__Task brief__
Copy out all lines of the records in which the word "canal" appears.

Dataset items

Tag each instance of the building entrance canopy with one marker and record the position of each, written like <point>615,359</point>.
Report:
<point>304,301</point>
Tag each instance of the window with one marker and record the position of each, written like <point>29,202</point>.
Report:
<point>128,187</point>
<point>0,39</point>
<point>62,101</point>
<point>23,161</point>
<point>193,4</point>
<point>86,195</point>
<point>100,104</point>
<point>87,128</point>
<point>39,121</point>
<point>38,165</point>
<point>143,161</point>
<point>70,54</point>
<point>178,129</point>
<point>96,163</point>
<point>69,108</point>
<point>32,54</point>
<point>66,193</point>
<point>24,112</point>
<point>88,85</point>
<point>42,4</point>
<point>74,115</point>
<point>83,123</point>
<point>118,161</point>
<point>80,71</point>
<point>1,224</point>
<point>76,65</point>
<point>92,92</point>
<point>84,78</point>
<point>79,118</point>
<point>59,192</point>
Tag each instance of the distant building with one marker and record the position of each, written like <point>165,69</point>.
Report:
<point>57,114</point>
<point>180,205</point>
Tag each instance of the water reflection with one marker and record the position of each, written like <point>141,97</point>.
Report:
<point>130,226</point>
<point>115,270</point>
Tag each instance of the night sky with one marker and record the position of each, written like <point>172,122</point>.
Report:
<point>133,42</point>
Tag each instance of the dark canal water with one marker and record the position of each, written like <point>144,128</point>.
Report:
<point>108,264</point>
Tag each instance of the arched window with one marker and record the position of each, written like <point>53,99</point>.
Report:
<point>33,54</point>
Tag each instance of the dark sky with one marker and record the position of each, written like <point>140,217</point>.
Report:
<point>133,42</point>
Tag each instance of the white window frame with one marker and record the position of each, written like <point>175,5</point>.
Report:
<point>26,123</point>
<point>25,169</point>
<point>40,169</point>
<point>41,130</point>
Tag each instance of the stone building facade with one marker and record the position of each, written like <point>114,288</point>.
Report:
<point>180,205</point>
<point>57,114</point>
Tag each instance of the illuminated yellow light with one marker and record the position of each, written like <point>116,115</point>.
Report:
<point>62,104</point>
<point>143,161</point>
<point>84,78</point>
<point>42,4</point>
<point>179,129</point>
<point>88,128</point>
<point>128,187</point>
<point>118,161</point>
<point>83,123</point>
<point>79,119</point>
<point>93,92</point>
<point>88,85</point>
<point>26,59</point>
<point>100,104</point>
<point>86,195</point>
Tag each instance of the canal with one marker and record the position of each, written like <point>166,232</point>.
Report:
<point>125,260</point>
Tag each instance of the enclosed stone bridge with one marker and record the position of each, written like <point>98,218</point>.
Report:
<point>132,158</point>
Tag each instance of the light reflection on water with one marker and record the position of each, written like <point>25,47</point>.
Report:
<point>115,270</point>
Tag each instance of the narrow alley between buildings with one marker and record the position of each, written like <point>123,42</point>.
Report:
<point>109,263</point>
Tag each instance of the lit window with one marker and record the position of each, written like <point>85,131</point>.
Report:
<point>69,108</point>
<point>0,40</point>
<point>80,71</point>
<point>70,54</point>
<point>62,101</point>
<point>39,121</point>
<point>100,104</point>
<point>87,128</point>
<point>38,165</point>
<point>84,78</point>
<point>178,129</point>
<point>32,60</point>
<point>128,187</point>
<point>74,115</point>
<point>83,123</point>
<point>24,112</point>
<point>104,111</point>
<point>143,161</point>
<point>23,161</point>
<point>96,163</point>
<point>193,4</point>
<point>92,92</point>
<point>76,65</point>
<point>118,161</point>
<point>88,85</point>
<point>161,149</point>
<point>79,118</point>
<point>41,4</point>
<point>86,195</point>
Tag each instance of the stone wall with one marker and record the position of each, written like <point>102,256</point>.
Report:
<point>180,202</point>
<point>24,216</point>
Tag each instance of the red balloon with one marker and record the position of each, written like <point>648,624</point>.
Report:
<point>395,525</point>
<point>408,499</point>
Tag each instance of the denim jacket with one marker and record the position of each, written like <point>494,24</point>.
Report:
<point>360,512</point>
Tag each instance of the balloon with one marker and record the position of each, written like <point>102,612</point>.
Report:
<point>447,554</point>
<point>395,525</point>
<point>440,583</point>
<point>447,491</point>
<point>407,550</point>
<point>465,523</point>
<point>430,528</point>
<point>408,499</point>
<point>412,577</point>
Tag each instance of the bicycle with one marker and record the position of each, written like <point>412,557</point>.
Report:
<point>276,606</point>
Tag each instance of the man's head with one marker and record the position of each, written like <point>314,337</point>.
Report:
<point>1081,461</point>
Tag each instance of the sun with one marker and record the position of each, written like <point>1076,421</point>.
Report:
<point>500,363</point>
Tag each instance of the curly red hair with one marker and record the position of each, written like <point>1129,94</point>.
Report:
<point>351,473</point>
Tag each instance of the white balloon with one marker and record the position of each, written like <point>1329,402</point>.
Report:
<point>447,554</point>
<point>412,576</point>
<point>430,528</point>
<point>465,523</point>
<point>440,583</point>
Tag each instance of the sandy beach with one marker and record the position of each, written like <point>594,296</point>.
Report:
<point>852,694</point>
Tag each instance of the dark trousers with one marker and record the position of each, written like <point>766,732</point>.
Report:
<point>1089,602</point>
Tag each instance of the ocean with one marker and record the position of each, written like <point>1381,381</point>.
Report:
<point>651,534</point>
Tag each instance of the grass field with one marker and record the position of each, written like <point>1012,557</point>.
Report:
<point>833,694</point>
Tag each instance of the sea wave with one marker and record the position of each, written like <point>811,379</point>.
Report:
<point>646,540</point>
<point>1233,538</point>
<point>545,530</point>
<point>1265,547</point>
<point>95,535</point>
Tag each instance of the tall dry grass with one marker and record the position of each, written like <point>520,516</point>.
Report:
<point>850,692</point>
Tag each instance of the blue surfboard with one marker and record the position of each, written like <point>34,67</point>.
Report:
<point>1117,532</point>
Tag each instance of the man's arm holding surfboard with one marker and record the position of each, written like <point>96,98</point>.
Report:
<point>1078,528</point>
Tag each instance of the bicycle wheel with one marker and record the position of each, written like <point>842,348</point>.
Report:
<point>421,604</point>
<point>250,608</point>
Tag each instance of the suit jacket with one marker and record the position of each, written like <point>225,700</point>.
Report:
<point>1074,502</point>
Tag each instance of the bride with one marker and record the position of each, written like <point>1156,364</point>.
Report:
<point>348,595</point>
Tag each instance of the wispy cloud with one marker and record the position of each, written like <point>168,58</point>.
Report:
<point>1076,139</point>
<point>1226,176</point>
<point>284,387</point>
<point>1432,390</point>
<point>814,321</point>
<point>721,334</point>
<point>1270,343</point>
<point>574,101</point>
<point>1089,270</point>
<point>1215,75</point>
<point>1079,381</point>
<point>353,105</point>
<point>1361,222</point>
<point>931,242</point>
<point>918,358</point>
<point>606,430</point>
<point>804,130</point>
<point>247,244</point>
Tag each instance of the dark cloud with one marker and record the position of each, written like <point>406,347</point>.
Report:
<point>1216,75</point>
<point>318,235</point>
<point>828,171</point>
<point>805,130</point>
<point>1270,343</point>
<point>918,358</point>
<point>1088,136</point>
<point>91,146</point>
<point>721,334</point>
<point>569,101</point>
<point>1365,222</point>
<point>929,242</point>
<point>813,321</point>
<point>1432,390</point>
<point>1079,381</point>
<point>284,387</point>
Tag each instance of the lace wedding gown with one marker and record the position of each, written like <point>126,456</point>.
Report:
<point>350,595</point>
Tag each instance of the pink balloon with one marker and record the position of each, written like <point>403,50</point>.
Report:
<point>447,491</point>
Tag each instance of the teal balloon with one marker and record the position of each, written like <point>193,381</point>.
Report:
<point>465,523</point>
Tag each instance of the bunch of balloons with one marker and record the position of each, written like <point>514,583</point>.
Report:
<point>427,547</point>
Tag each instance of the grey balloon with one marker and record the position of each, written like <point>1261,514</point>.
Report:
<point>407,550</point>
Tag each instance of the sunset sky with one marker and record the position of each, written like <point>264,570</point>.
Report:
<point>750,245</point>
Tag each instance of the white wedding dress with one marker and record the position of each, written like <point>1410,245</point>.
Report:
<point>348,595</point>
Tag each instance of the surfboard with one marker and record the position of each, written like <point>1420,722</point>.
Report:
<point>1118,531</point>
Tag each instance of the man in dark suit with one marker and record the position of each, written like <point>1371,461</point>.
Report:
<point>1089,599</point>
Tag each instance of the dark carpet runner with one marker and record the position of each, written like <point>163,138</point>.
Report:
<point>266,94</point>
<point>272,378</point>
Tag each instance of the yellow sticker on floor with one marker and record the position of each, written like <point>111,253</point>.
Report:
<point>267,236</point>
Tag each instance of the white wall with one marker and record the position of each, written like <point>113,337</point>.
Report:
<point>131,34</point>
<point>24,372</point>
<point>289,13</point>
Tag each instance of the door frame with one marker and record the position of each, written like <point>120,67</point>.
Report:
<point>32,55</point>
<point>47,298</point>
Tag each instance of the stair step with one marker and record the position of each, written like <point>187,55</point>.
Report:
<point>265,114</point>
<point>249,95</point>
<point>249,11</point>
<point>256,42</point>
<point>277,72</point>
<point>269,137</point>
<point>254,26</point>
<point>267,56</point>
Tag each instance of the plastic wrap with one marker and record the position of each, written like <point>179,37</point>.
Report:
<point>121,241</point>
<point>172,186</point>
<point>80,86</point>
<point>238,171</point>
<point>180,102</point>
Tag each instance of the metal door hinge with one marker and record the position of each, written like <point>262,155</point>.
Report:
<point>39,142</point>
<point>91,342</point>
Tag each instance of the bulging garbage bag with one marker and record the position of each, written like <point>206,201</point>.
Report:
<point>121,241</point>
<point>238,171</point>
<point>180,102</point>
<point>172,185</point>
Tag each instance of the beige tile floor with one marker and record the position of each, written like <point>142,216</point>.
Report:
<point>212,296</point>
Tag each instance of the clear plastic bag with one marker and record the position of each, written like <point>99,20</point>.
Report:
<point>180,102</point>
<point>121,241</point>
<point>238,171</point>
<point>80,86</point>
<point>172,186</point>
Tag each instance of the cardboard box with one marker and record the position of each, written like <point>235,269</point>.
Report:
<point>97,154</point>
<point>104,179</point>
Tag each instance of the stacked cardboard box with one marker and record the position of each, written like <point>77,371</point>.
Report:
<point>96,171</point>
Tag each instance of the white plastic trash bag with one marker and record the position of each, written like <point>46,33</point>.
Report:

__Written answer__
Tag each instance of the dark canal water with one marker and record the position of each, written like <point>144,128</point>.
Tag each instance of the canal with one marker and record the position of each, written like <point>166,232</point>.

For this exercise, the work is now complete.